DESCRIPTION OF THE TASK:
Copy out the following records word for word, taking only the part that opens with the line containing "In the photo above, where can the paving" and closes with the line containing "column 404, row 156", with both of those lines included.
Start
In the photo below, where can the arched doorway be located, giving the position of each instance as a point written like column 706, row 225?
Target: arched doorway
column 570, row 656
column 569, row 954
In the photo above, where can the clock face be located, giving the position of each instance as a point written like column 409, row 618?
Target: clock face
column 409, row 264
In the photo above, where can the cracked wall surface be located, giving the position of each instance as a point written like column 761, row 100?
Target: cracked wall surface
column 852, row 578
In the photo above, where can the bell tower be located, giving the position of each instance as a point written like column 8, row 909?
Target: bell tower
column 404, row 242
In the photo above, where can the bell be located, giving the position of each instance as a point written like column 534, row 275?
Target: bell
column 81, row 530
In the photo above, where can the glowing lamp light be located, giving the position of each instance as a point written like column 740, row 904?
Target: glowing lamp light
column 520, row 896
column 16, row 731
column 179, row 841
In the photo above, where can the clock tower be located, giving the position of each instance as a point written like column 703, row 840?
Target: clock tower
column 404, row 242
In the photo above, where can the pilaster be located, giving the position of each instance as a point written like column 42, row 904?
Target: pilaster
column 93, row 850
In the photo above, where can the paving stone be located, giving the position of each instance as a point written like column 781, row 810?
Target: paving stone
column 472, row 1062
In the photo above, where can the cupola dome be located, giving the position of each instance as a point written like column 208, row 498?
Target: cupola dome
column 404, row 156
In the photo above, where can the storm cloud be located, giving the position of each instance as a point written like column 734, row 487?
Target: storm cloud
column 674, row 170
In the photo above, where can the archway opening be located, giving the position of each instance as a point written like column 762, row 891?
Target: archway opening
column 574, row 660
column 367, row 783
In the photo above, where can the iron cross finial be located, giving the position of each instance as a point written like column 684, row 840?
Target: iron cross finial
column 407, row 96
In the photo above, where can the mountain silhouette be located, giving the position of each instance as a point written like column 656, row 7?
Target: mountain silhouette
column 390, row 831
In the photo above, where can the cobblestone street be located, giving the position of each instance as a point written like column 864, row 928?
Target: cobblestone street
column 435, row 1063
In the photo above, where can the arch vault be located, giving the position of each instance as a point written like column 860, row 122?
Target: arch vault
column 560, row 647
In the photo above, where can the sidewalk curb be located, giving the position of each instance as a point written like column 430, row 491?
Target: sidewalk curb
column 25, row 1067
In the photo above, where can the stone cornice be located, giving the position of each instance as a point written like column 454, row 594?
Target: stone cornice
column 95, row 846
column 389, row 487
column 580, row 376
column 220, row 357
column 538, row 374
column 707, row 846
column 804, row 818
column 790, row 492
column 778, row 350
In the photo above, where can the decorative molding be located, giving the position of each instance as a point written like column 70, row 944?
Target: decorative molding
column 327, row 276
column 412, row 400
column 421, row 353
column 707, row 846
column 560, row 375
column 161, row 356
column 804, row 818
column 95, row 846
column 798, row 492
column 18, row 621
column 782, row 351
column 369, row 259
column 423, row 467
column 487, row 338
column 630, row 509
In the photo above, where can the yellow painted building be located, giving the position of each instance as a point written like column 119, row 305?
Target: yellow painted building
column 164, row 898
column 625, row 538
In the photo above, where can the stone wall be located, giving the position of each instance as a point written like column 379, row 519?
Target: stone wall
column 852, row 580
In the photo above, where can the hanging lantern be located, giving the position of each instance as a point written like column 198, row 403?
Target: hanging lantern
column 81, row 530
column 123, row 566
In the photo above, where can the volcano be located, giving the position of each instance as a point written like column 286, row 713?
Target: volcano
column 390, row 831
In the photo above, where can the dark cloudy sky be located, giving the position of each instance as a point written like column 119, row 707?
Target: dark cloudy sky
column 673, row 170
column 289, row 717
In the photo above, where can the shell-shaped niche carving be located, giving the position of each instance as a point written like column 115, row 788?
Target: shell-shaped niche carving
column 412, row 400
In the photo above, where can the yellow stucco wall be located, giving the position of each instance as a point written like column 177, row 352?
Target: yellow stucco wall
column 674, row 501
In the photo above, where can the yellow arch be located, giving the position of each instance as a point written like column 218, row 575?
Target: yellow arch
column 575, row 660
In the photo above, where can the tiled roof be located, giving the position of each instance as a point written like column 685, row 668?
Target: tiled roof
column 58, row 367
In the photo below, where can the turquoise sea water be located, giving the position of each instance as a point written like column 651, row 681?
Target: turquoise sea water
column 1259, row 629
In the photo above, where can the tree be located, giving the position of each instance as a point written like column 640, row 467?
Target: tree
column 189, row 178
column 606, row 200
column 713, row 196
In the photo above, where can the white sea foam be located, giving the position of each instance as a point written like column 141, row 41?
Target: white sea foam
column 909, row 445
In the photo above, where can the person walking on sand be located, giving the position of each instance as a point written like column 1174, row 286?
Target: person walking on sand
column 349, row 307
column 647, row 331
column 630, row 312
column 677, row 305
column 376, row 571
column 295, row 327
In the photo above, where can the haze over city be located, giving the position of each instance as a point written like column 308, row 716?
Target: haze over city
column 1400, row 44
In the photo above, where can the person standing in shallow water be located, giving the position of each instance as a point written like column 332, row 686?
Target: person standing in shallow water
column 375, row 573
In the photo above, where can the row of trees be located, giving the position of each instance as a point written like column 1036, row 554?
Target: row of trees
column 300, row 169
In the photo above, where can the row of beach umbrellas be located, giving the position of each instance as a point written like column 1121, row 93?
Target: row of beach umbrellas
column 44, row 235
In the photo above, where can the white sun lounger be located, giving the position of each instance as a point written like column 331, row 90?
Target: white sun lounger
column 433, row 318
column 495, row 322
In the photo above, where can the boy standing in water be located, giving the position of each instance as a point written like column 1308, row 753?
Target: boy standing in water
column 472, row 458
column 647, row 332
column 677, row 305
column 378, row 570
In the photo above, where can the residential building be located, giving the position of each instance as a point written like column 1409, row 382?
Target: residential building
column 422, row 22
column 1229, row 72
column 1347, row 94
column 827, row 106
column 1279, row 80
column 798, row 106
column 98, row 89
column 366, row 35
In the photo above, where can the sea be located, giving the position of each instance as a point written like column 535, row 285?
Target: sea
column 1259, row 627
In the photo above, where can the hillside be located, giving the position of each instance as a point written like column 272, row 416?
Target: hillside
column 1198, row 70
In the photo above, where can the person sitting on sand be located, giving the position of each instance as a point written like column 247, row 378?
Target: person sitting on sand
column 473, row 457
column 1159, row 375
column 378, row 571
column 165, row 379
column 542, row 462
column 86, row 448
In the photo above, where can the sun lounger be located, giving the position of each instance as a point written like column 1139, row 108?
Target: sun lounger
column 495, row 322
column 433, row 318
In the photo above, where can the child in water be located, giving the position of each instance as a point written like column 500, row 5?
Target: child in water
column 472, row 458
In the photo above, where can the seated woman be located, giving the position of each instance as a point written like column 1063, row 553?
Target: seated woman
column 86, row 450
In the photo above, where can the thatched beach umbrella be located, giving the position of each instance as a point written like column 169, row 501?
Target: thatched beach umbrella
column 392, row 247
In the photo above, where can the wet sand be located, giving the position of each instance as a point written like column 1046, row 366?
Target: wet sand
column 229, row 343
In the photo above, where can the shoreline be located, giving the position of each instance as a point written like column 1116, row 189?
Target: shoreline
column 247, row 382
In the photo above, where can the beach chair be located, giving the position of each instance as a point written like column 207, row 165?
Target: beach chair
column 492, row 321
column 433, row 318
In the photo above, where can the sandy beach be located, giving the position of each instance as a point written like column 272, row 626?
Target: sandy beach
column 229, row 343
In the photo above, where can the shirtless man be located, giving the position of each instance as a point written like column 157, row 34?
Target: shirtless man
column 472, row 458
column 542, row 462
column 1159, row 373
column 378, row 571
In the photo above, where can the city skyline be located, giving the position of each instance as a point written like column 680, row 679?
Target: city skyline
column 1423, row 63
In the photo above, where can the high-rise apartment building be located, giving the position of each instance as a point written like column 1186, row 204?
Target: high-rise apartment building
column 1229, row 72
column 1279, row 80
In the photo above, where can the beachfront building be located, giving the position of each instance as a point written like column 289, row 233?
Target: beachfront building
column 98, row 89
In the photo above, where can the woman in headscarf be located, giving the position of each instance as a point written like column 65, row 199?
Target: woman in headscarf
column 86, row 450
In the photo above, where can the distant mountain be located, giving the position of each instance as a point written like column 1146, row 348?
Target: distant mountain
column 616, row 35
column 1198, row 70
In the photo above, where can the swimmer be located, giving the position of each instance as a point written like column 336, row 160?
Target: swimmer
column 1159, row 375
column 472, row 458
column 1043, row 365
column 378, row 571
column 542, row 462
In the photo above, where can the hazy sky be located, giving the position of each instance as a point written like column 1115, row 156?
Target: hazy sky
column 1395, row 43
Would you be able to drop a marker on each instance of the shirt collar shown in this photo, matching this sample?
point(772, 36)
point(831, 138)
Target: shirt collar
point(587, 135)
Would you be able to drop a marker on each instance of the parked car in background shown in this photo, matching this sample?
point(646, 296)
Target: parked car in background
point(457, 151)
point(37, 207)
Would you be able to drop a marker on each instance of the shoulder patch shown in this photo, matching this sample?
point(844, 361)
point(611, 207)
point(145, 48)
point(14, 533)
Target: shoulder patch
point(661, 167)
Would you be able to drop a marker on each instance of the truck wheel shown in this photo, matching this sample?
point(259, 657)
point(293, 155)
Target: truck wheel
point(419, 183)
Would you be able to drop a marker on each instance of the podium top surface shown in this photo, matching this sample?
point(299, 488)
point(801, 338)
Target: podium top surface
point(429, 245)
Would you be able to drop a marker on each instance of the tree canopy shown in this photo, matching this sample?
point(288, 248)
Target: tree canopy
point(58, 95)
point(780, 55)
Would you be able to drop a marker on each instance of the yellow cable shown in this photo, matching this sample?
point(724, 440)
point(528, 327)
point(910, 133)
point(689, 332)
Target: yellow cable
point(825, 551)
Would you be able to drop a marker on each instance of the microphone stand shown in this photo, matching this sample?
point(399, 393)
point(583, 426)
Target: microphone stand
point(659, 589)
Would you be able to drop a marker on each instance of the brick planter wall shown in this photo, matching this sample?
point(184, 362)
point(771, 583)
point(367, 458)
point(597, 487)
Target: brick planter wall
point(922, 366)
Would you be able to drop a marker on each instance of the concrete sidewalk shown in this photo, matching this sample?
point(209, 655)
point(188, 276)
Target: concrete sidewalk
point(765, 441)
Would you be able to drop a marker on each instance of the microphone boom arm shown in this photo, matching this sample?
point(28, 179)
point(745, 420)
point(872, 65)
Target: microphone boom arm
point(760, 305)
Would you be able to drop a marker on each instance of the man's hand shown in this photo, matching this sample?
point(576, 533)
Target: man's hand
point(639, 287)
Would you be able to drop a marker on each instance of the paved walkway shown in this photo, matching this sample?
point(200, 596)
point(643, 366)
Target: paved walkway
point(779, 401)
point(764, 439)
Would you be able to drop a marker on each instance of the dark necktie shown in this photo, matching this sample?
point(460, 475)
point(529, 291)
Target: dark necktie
End
SOLUTION FOR THIS EXERCISE:
In the photo above, where can the paving stone be located, giving the position of each instance as a point written like column 781, row 810?
Target: paving stone
column 472, row 1062
In the photo above, where can the cupola dome be located, giving the position of each instance as a point written like column 208, row 498?
Target: cupola dome
column 404, row 156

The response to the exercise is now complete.